# Tugas 1
Ubah bagian kutipan halaman tentang hukum hadits maudhu antara "Umat Islam telah" dan "ada dosa atasnya.", termasuk kedua batas itu, dengan mengganti "haram" menjadi "terlarang".

# Kutipan Halaman
#####
Hukum membuat dan meriwayatkan hadits maudhu

Umat Islam telah sepakat bahwa hukum membuat dan meriwayatkan hadits maudhu’ dengan sengaja adalah haram secara mutkaq, bagi mereka yang sudah mengetahui hadits itu palsu. Adapun bagi mereka yang meriwayatkan dengan tujuan memberi tahu kepada orang bahwa hadits ini adalah palsu (menerangkan sesudah meriwayatkan atau membacanya), tidak ada dosa atasnya.
#####
# Tugas 2
Format semua baris dalam entri koleksi di bawah ini sebagai daftar bernomor, tanpa baris kosong.

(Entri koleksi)
#####
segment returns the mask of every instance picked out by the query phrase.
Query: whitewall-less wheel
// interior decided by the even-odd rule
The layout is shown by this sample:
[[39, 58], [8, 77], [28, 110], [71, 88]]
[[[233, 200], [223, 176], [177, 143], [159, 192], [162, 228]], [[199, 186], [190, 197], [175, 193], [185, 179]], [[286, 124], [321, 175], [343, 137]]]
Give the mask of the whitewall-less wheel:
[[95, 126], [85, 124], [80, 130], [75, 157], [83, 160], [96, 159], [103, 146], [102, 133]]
#####
# Jawaban Lengkap 1
Umat Islam telah sepakat bahwa hukum membuat dan meriwayatkan hadits maudhu’ dengan sengaja adalah terlarang secara mutkaq, bagi mereka yang sudah mengetahui hadits itu palsu. Adapun bagi mereka yang meriwayatkan dengan tujuan memberi tahu kepada orang bahwa hadits ini adalah palsu (menerangkan sesudah meriwayatkan atau membacanya), tidak ada dosa atasnya.

# Jawaban Lengkap 2
1. segment returns the mask of every instance picked out by the query phrase.
2. Query: whitewall-less wheel
3. // interior decided by the even-odd rule
4. The layout is shown by this sample:
5. [[39, 58], [8, 77], [28, 110], [71, 88]]
6. [[[233, 200], [223, 176], [177, 143], [159, 192], [162, 228]], [[199, 186], [190, 197], [175, 193], [185, 179]], [[286, 124], [321, 175], [343, 137]]]
7. Give the mask of the whitewall-less wheel:
8. [[95, 126], [85, 124], [80, 130], [75, 157], [83, 160], [96, 159], [103, 146], [102, 133]]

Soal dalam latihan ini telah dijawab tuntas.